Dettagli del compito:
Riscrivi il testo sulla manutenzione delle vie alpinistiche da "1. Le vie alpinistiche" a "aperto la via.", sostituendo "manutenzione" con "sistemazione".

Testo:
• • • • • • •
Il documento, frutto del confronto tra diverse realtà territoriali, presenta alcuni punti fondamentali:

1. Le vie alpinistiche
Le vie alpinistiche, che eventualmente hanno bisogno di manutenzione, per priorità sono le vie più ripetute e più rinomate, includendo quelle aperte cento anni fa, fino a quelle più recenti e di tutti gradi di difficoltà. Non viene esclusa la volontà di eseguire manutenzione sulle vie, che abitualmente, non vedono molte ripetizioni.
 
2. Competenza dei gruppi alpinistici
Ogni gruppo alpinistico e le guide alpine locali sono il punto di riferimento per la manutenzione e le eventuali modifiche delle vie nel proprio territorio, comprese quelle aperte da altri gruppi, senza alterare l’essenza dell’itinerario originale. Ogni gruppo si riserva la volontà di contattare la persona o il gruppo di appartenenza di chi ha aperto la via.
 
3. Rispetto della tradizione e dell’etica della via
È fondamentale rispettare l’idea originale dell’apertura e la modalità di chiodatura usata per tutte le vie che vengono individuate necessarie di interventi.
• • • • • • •
Dati forniti:
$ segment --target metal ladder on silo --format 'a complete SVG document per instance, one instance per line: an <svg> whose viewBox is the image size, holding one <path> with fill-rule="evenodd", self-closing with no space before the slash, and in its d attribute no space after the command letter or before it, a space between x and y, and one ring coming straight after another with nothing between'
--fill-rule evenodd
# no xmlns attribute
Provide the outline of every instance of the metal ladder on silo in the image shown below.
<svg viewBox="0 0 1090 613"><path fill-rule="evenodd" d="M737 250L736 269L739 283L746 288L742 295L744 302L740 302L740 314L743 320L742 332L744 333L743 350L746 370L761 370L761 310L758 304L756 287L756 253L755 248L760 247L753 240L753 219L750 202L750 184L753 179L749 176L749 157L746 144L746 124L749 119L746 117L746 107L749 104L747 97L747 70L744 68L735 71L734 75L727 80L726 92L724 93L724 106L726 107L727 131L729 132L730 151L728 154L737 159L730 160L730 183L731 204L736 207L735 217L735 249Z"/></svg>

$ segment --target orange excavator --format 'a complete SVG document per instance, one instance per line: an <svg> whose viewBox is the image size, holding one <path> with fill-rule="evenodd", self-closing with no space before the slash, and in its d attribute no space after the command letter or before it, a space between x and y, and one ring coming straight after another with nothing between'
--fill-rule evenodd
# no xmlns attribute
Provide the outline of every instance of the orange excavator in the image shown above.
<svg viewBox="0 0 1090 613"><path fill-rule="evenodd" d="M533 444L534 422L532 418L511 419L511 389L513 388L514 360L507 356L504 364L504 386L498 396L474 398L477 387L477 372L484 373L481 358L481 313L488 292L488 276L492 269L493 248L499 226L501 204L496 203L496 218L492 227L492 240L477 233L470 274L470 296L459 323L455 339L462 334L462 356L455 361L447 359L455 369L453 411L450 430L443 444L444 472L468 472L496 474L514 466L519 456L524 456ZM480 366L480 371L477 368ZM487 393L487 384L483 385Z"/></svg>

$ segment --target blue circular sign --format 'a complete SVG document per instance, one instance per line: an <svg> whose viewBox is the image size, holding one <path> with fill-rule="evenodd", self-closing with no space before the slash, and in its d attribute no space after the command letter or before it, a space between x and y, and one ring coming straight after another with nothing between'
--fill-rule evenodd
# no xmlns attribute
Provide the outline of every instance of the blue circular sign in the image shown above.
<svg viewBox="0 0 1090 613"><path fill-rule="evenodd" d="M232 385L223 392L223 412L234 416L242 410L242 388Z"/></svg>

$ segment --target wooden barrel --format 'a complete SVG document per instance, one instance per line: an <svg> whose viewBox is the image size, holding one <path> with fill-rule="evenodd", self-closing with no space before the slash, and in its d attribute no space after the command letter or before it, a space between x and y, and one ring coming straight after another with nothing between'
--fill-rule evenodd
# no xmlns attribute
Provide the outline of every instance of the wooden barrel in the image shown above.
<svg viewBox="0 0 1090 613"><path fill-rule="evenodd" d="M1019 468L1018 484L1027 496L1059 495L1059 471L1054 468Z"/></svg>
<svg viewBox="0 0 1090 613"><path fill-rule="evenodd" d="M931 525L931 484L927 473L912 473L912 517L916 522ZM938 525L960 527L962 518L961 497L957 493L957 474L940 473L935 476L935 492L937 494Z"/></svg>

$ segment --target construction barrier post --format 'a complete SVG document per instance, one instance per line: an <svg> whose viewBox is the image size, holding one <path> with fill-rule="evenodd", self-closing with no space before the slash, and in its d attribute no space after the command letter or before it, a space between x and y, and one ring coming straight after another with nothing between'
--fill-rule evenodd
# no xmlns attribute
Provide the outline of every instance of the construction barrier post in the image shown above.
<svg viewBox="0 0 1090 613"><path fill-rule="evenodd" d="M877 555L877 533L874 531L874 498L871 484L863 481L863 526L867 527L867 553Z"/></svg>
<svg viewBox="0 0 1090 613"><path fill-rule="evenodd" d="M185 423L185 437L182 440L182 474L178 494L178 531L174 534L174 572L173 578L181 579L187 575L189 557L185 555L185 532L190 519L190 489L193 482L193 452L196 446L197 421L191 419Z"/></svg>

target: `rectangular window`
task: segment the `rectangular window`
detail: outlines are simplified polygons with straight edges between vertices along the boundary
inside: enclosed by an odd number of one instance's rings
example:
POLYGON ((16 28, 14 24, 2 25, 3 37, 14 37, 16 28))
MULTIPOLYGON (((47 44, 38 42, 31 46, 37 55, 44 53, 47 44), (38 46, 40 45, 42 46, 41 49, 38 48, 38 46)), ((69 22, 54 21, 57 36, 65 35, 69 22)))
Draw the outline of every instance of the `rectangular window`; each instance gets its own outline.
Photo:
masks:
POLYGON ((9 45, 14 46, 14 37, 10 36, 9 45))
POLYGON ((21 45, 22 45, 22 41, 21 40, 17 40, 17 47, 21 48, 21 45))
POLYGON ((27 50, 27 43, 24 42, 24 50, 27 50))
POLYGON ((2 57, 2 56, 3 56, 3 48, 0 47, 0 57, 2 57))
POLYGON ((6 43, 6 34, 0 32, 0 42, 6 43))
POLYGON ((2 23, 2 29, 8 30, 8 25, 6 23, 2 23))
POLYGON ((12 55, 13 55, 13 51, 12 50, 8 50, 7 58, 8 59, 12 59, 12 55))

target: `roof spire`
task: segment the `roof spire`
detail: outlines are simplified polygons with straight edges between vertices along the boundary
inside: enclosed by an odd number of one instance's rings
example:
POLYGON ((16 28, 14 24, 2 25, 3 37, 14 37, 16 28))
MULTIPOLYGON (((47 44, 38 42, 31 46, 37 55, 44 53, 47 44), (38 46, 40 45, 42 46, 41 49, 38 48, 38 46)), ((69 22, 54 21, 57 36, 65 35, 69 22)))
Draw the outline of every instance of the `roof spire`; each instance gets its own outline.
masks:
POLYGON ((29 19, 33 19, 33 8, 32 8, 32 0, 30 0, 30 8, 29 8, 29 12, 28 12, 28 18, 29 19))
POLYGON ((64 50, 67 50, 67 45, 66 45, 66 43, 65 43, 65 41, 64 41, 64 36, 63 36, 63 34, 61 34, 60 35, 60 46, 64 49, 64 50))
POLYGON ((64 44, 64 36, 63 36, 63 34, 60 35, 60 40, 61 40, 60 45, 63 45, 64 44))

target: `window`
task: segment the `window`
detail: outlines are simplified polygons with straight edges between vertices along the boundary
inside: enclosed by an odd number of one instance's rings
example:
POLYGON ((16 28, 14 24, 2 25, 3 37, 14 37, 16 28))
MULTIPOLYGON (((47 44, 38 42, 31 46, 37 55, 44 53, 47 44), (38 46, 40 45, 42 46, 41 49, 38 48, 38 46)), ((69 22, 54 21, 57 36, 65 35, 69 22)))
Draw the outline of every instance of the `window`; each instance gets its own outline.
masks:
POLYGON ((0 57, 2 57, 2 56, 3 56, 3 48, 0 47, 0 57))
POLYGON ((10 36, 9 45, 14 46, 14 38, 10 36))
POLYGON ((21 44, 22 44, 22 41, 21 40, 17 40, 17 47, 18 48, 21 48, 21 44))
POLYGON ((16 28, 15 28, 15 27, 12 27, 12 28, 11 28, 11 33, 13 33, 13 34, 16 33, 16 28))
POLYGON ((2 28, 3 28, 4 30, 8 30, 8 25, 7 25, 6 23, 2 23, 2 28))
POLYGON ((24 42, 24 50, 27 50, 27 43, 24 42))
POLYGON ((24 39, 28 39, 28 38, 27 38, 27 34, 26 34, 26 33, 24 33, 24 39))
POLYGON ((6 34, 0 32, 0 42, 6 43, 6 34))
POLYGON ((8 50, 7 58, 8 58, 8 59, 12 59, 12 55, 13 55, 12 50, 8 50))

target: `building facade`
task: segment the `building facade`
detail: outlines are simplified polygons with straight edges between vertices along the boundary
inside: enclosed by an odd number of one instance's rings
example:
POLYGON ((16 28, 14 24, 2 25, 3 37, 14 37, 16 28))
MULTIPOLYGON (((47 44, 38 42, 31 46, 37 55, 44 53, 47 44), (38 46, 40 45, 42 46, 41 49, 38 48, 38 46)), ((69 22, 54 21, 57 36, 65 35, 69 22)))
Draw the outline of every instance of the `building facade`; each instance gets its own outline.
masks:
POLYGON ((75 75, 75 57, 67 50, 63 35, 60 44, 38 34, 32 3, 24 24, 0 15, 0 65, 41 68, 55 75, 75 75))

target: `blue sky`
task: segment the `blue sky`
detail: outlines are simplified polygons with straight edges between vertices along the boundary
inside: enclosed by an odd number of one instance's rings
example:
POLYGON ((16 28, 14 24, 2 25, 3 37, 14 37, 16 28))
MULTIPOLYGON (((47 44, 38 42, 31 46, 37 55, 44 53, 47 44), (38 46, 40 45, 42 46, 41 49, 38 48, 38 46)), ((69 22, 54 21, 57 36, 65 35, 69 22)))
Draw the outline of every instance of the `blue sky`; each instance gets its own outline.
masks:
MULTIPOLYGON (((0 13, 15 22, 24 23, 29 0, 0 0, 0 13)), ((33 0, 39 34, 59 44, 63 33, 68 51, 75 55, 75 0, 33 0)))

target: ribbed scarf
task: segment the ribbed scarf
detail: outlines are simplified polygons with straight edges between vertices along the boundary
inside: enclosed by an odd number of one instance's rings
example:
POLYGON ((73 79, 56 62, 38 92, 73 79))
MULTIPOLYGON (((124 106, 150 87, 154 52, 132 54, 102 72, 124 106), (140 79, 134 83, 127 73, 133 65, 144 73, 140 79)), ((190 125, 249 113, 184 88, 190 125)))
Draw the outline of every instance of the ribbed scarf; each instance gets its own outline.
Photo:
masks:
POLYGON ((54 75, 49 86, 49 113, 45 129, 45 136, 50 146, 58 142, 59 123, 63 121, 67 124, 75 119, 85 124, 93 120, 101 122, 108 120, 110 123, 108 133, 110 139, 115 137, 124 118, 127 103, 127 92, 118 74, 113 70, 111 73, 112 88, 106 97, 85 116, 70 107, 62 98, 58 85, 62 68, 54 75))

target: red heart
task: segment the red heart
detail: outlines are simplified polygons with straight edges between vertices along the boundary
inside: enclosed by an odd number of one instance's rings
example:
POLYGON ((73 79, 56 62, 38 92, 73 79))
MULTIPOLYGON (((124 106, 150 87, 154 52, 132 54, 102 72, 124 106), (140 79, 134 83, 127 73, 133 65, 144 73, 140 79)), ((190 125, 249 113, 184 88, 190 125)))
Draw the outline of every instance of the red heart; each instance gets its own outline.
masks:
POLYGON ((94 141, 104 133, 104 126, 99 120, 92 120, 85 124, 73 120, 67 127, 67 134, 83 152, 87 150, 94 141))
• • • • • • •
Risposta al compito:
1. Le vie alpinistiche
Le vie alpinistiche, che eventualmente hanno bisogno di sistemazione, per priorità sono le vie più ripetute e più rinomate, includendo quelle aperte cento anni fa, fino a quelle più recenti e di tutti gradi di difficoltà. Non viene esclusa la volontà di eseguire sistemazione sulle vie, che abitualmente, non vedono molte ripetizioni.
 
2. Competenza dei gruppi alpinistici
Ogni gruppo alpinistico e le guide alpine locali sono il punto di riferimento per la sistemazione e le eventuali modifiche delle vie nel proprio territorio, comprese quelle aperte da altri gruppi, senza alterare l’essenza dell’itinerario originale. Ogni gruppo si riserva la volontà di contattare la persona o il gruppo di appartenenza di chi ha aperto la via.